* PROBLEM TO SOLVE
Copy the passage of the article on manganese oxides on Mars between "To Follow Energy, Read" and "energy source, too.", inclusive.

* TEXT BLOCK
*** Block opens ***
A panoramic view of rocky mounds on a rust-colored Martian landscape
The rocks and minerals in Mars’s Gale crater could hold environmental records of the Red Planet’s past. Credit: NASA/JPL-Caltech/ESA/UA

Brownish black and lumpy, manganese oxides aren’t minerals you’d find dangling from a pendant or set in a ring. But what they lack in style, they make up for in significance.

On Earth, scientists consider the drab minerals to be signatures of atmospheric oxygen. When rovers in the Gale and Endeavour craters spotted them on Mars, some scientists even concluded that Mars’s atmosphere must have contained oxygen in the past. However, what’s true on Earth isn’t always true on Mars. And there’s more than one way to cook up manganese oxides.

“Whether the Martian atmosphere contained oxygen in ancient times, whether the oxygen content changed with time—those are all key questions about Mars.”

In a new study published in December in Nature Geoscience, researchers discovered that manganese oxides can form without atmospheric oxygen under Martian conditions. Using reaction chambers that emulated the acidic fluids of ancient Mars, the researchers discovered that reactions involving chemicals called oxyhalogens, which contain oxygen atoms bound to a halogen like bromine or chlorine, can also produce manganese oxides—and do so even faster than atmospheric oxygen does.

“The experiment presented in the paper is important, because this type of experiment is really missing in the field,” said planetary geoscientist Yang Liu of NASA’s Jet Propulsion Laboratory, who was not involved in the study. “Whether the Martian atmosphere contained oxygen in ancient times, whether the oxygen content changed with time—those are all key questions about Mars.”

To Follow Energy, Read the Rocks

To find alien life, it’s not enough just to “follow the water,” said geochemist and coauthor Jeffrey Catalano of Washington University in St. Louis. Life needs an energy source, too.

“The key way of determining that important part of habitability is by looking at the sediment record, the rock record, and what minerals are there,” he said. “They can tell you about the energy sources that might have been available for life.”
*** Block closes ***
* EXCERPTED RECORDS
*** Block opens ***
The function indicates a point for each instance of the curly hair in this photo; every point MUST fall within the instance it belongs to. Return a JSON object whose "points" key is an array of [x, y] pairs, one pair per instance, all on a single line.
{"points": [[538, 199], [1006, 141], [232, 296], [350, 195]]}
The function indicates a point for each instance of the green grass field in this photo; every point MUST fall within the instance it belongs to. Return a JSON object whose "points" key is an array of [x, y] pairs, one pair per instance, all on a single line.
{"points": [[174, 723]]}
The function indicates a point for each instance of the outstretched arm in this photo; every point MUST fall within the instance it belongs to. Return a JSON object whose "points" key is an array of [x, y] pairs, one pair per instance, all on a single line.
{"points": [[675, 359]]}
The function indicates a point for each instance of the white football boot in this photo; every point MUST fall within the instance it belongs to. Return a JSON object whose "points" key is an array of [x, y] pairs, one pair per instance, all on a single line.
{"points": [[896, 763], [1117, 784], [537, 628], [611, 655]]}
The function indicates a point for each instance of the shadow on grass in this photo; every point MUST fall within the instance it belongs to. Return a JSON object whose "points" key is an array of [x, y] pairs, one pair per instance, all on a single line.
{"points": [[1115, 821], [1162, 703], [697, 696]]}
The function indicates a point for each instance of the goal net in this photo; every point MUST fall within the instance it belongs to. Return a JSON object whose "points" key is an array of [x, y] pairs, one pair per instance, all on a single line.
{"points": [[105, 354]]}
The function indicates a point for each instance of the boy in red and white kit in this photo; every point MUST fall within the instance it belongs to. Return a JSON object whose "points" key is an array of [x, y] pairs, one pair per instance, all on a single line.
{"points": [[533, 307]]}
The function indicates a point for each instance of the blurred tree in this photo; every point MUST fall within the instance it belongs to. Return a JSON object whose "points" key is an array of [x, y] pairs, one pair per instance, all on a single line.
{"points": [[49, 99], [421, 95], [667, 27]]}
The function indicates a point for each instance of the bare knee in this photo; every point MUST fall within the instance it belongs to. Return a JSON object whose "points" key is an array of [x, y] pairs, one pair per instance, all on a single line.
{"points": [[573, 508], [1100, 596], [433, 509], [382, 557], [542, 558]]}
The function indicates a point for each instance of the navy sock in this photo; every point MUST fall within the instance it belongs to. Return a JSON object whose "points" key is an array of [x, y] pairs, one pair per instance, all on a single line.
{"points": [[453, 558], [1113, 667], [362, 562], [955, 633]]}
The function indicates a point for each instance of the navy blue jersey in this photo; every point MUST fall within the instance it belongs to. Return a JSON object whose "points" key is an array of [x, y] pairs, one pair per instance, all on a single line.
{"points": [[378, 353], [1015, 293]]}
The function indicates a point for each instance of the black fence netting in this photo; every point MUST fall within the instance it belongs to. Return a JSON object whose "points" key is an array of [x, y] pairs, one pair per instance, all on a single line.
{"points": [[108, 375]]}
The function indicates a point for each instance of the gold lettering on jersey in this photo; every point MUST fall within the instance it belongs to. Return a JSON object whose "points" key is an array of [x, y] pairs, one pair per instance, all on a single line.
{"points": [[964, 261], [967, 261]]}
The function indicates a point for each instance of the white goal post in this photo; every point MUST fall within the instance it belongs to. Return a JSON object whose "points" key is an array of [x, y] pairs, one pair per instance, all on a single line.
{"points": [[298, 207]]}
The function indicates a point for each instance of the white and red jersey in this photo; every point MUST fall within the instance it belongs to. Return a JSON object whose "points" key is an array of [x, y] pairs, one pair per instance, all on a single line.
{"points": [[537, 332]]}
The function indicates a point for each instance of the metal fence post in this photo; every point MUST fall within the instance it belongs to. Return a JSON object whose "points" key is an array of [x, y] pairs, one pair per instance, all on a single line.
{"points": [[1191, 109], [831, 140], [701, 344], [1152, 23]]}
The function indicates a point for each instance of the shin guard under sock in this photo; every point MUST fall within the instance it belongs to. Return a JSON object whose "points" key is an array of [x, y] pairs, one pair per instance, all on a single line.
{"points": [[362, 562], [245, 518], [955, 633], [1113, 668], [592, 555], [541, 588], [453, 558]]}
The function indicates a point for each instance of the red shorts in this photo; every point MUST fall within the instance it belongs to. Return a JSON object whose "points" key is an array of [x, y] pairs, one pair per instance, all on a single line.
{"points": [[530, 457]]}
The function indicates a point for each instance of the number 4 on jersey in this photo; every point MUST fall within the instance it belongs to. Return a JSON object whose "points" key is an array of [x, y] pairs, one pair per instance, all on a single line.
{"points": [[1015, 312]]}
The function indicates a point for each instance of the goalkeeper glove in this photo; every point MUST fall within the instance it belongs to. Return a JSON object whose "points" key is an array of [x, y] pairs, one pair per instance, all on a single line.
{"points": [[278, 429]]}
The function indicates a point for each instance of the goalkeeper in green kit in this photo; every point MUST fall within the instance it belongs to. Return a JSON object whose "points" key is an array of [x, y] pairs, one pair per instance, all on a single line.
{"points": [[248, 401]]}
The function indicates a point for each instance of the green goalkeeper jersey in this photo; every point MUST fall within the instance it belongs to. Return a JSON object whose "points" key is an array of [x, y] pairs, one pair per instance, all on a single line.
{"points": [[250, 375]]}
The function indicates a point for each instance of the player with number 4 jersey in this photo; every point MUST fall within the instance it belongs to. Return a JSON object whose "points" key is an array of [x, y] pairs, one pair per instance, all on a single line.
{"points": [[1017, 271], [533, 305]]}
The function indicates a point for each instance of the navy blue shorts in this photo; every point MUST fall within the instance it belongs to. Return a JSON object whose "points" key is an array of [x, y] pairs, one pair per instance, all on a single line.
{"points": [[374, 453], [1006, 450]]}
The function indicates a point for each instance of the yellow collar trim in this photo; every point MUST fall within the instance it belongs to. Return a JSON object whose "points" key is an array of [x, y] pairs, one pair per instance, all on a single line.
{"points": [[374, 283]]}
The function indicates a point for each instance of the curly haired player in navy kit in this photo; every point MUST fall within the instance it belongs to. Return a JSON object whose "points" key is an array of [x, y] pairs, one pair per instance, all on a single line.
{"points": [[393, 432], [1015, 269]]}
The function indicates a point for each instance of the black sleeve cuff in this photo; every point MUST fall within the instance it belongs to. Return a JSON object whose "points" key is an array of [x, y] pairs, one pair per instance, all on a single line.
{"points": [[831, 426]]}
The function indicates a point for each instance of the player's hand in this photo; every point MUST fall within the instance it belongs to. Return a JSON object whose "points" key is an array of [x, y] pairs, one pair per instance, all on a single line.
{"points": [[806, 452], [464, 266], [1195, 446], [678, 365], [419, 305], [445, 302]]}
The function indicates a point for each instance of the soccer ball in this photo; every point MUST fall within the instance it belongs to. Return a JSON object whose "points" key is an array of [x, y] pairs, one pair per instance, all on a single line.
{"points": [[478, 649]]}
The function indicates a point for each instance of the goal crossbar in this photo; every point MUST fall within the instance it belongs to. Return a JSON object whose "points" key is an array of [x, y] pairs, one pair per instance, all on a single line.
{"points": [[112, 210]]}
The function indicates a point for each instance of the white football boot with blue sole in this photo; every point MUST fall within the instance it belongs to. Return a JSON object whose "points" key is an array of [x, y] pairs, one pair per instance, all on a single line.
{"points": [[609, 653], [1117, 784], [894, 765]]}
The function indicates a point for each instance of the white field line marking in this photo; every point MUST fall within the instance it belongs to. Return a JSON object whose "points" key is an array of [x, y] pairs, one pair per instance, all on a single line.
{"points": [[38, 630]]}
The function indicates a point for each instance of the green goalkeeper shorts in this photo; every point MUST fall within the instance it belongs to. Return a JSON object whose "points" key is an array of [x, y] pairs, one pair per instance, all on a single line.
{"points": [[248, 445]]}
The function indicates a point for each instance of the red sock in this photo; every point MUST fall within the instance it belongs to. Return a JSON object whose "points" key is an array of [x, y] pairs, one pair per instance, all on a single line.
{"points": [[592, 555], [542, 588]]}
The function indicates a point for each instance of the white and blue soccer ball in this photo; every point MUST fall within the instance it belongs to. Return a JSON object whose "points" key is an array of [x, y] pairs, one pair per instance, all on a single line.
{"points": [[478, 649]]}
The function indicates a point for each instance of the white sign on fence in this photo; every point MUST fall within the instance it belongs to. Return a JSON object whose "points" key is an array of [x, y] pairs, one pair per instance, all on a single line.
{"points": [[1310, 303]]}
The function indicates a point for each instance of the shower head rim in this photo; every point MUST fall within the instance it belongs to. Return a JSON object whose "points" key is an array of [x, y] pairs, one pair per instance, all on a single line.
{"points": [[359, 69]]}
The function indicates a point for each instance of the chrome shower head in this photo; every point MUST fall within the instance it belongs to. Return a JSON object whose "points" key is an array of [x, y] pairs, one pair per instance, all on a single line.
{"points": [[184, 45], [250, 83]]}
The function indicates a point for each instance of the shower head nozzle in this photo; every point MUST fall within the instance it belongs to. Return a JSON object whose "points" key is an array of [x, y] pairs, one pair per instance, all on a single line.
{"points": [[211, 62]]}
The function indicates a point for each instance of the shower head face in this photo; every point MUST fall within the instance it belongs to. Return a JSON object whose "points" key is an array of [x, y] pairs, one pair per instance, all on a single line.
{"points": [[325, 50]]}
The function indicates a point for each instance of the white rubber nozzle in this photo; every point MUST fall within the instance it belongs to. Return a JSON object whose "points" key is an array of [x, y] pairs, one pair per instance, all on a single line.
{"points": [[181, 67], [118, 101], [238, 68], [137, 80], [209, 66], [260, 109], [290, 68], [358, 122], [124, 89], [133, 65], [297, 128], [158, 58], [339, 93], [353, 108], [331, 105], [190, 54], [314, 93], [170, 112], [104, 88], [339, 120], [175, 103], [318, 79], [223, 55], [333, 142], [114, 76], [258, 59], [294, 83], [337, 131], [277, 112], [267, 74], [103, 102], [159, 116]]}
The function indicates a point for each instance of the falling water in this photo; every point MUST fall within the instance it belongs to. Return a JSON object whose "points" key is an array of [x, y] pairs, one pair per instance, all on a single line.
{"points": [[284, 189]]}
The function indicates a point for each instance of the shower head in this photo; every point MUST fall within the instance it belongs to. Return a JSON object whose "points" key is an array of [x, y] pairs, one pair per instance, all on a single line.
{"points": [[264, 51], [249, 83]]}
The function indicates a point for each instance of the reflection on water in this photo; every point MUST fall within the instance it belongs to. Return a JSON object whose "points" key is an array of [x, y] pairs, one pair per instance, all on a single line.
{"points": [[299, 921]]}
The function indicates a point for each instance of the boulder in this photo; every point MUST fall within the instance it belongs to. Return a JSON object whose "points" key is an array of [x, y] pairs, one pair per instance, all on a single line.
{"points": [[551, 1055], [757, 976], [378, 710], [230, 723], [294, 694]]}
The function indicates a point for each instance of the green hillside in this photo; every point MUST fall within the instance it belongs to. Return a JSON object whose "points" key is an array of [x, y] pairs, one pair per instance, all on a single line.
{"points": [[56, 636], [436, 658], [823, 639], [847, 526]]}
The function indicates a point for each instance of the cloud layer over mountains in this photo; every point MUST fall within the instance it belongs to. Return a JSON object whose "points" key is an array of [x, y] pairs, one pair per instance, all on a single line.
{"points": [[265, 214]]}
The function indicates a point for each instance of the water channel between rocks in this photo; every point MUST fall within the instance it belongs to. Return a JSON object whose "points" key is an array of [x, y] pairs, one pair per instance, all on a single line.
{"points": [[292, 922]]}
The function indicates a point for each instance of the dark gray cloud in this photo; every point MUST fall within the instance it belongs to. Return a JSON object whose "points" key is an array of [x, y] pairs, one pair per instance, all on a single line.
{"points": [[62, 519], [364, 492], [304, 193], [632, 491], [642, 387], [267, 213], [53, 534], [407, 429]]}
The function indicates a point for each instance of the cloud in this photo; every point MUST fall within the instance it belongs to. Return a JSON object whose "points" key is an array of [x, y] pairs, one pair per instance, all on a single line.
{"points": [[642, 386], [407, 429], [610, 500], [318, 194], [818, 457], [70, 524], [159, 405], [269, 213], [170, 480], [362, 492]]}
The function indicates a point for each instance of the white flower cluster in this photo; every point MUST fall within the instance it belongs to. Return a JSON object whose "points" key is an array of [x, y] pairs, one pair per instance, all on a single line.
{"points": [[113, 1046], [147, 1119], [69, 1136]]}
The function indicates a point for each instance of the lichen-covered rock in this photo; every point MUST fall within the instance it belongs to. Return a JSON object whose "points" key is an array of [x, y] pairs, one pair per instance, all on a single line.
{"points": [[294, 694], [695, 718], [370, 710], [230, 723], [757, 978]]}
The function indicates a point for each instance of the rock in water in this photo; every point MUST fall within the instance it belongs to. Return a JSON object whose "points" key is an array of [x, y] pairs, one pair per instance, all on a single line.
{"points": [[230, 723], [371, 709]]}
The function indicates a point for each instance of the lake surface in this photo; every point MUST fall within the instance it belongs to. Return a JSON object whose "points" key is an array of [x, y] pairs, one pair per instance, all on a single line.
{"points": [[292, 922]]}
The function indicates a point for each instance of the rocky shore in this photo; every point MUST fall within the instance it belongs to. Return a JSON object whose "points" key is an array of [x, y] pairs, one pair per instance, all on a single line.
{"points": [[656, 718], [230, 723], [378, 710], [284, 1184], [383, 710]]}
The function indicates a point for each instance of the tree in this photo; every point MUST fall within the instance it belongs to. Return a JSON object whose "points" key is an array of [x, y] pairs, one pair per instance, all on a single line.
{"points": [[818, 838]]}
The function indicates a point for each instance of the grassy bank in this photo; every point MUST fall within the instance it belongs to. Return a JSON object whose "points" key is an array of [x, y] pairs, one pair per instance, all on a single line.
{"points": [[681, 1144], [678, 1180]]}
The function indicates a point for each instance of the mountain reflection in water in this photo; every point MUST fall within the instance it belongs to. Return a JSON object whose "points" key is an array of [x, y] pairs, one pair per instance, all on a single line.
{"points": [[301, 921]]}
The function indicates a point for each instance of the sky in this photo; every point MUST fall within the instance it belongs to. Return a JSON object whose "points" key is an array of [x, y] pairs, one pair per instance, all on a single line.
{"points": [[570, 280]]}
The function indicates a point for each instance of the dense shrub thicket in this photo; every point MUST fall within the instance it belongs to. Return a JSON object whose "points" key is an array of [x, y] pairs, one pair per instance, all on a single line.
*** Block closes ***
* TASK RESULT
To Follow Energy, Read the Rocks

To find alien life, it’s not enough just to “follow the water,” said geochemist and coauthor Jeffrey Catalano of Washington University in St. Louis. Life needs an energy source, too.